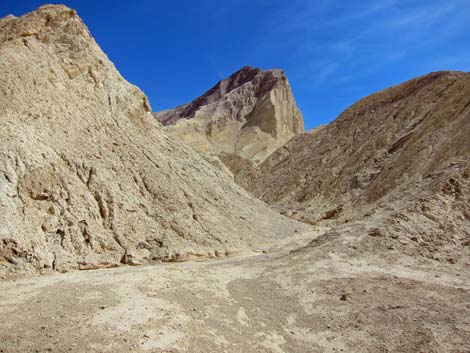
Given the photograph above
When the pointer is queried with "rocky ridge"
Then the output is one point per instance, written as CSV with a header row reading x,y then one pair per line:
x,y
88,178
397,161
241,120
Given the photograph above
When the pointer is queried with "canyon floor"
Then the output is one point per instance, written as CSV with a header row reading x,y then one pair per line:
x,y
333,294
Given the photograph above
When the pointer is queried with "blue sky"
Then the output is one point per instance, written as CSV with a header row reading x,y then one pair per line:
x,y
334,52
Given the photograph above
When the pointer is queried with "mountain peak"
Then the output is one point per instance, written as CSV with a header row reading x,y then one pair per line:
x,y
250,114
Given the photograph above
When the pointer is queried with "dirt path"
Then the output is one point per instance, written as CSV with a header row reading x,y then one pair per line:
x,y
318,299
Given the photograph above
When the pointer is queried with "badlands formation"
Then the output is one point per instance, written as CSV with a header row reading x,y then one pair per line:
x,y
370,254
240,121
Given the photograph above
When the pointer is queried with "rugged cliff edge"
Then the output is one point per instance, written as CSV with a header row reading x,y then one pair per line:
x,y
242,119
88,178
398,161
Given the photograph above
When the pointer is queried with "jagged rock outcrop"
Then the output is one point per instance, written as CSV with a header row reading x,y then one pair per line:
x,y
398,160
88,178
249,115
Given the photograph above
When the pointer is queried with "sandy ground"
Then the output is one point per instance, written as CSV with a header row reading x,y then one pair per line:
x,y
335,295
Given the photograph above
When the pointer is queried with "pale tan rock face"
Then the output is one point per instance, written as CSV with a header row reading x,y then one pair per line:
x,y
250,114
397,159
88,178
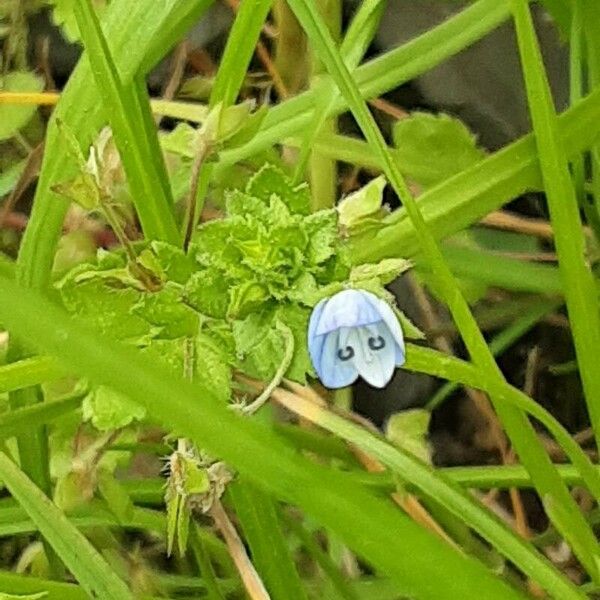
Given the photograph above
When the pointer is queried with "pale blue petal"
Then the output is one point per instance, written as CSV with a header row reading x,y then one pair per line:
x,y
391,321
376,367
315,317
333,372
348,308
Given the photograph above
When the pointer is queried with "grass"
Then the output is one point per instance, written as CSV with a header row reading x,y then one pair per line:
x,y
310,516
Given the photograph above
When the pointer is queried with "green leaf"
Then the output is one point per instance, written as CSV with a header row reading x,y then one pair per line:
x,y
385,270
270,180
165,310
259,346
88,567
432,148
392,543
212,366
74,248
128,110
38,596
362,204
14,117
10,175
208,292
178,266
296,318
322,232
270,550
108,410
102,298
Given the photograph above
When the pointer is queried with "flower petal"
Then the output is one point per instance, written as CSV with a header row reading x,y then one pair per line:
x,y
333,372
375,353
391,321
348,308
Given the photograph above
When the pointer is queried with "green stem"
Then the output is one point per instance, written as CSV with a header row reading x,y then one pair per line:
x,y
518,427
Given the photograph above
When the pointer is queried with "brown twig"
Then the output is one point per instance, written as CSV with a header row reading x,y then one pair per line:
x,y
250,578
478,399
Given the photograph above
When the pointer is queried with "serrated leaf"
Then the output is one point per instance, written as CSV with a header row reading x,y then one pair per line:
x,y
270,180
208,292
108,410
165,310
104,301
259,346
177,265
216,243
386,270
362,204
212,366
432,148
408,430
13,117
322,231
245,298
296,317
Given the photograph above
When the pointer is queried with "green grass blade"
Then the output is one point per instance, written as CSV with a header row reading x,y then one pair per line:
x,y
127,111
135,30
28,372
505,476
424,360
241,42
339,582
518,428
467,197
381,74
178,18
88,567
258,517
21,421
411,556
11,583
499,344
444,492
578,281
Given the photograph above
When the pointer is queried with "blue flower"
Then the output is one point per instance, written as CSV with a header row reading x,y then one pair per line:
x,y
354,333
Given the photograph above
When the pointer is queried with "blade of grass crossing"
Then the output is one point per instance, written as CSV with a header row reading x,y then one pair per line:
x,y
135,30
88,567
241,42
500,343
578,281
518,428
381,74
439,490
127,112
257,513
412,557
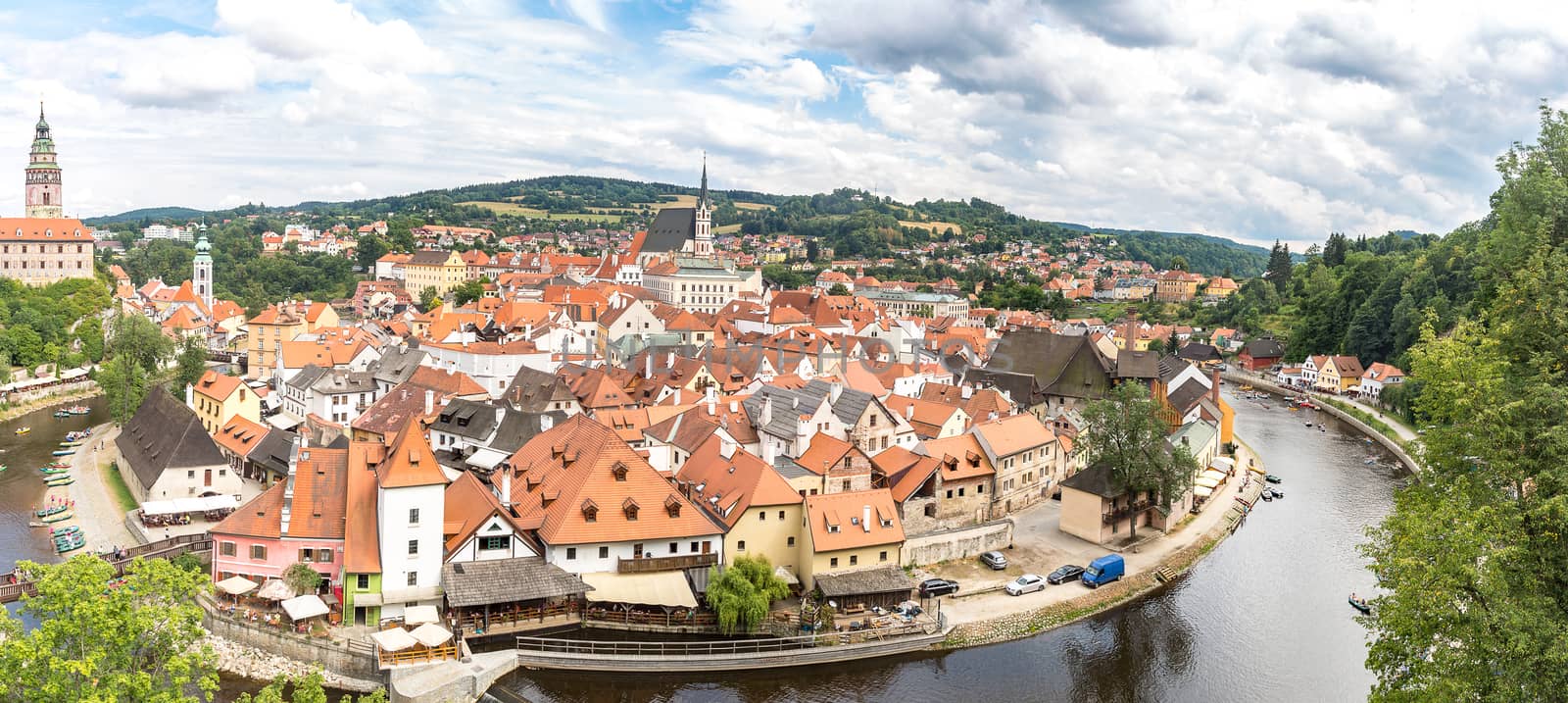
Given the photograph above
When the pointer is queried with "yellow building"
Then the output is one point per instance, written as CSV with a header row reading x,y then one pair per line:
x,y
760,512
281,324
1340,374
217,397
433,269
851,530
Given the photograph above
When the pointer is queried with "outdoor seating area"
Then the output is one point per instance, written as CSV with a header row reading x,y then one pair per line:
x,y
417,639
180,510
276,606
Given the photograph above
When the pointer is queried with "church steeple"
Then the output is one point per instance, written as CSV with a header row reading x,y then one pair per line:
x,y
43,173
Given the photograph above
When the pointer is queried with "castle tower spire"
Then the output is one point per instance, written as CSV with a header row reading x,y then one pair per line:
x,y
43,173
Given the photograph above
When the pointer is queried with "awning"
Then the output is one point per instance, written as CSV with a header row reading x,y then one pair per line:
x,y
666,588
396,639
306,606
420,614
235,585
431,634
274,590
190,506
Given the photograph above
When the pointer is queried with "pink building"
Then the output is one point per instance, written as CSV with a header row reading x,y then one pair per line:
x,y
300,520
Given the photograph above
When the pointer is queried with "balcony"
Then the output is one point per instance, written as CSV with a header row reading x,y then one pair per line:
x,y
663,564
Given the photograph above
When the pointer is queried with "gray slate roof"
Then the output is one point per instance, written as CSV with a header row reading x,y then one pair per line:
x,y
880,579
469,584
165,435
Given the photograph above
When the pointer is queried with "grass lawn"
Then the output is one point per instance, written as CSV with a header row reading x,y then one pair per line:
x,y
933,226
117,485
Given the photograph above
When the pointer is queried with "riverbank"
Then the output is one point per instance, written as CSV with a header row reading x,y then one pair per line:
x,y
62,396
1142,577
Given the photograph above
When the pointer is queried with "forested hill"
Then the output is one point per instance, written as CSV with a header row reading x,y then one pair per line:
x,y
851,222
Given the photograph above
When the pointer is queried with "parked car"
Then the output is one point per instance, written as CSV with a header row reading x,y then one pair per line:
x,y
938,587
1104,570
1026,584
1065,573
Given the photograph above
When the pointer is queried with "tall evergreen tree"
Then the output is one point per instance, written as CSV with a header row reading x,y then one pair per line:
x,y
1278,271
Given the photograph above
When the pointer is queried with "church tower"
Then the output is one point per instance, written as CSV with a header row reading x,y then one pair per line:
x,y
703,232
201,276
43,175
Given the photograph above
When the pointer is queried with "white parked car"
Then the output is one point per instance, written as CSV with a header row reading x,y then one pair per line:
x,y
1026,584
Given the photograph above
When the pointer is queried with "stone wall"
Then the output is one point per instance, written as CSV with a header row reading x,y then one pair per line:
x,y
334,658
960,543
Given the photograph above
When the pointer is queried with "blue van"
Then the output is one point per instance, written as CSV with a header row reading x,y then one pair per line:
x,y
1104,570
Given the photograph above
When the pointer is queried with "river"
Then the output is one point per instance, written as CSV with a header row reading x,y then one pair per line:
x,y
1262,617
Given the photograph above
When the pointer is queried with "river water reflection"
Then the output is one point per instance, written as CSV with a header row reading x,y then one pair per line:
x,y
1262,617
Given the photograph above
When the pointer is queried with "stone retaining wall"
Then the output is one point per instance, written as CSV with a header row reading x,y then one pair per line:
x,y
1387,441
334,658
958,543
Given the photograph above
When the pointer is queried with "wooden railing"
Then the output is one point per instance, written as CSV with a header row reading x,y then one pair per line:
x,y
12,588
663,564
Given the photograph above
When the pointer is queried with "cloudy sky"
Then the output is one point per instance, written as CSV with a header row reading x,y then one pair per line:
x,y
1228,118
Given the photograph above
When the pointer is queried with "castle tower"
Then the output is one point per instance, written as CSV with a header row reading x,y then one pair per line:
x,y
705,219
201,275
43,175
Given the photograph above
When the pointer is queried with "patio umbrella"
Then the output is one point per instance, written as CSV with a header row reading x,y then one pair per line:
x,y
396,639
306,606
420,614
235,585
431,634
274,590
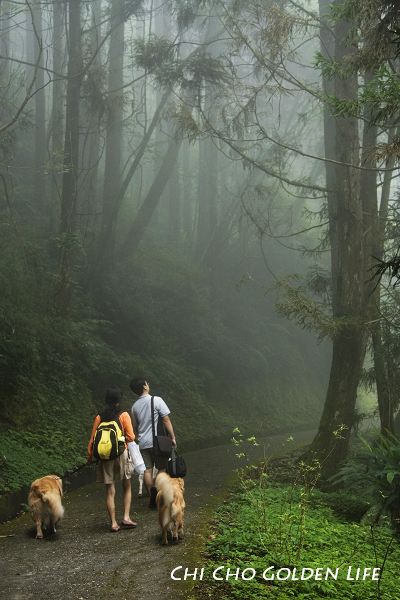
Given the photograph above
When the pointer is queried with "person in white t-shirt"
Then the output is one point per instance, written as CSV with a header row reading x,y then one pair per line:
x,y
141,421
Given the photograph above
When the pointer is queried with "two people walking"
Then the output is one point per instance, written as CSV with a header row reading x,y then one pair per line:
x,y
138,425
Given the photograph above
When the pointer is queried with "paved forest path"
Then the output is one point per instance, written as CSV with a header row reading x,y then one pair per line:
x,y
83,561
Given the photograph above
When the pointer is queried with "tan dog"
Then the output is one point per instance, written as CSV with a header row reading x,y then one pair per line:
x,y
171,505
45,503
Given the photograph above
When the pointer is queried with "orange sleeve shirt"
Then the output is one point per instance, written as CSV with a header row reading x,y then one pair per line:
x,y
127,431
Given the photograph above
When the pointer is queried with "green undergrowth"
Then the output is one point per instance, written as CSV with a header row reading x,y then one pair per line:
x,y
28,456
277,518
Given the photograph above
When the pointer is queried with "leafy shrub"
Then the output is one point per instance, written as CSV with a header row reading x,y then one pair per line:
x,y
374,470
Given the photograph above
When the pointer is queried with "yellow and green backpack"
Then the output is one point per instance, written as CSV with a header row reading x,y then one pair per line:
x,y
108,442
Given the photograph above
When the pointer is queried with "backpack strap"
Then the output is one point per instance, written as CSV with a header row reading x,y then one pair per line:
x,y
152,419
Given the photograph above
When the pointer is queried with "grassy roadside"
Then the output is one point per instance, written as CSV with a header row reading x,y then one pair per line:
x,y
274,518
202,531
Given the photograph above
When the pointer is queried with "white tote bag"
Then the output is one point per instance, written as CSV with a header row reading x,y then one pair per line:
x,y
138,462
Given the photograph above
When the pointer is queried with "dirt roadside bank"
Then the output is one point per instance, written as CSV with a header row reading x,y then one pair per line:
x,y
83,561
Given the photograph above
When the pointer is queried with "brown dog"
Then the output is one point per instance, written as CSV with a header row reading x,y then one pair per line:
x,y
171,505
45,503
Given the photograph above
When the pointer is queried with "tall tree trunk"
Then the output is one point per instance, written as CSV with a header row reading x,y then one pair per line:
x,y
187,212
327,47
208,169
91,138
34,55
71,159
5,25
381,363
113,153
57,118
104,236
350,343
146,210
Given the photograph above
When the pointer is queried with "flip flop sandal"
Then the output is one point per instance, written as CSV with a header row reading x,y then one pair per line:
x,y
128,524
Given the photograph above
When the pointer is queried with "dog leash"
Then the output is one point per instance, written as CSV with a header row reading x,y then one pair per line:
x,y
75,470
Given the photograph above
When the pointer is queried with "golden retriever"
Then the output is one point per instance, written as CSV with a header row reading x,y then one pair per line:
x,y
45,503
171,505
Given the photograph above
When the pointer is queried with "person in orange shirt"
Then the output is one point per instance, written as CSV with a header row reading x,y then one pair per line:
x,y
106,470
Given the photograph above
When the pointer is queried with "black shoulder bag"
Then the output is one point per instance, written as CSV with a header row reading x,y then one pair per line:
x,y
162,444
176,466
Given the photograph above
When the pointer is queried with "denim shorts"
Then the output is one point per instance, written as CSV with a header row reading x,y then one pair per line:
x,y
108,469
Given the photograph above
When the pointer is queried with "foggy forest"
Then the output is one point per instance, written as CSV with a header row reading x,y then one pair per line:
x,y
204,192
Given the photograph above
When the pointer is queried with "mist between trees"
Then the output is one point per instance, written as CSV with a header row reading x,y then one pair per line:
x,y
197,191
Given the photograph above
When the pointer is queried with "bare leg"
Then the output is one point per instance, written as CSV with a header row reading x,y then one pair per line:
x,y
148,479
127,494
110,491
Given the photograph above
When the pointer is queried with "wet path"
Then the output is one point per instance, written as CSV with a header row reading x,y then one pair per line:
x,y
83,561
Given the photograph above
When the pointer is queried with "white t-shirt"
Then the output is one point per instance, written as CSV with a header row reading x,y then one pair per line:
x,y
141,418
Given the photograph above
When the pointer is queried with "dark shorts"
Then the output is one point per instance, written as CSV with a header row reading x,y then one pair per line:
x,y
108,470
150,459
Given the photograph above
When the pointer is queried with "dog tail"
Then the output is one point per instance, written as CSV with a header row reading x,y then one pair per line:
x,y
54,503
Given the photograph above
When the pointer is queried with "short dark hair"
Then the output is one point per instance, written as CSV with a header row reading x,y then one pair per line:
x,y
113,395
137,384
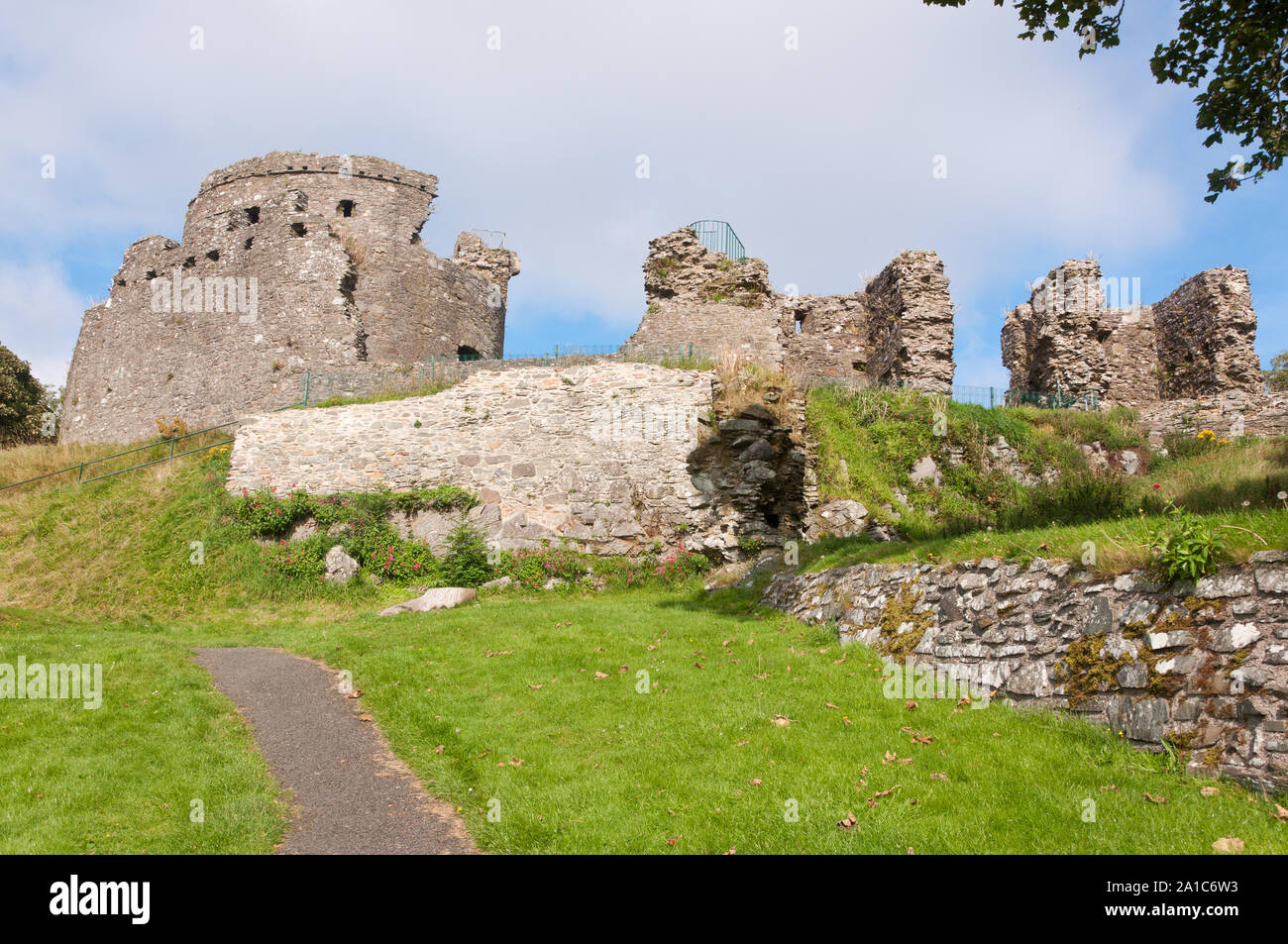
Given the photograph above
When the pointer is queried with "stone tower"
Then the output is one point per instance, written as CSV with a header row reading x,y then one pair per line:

++++++++++++++++++++

The problem
Find every line above that contains the word "blue" and copy each one out in full.

Exercise result
When the pointer is queried with "blue sky"
When the pointer is queried with "pale blue petal"
When the pointer is queried with "blue flower"
When the pointer is queried with "blue van"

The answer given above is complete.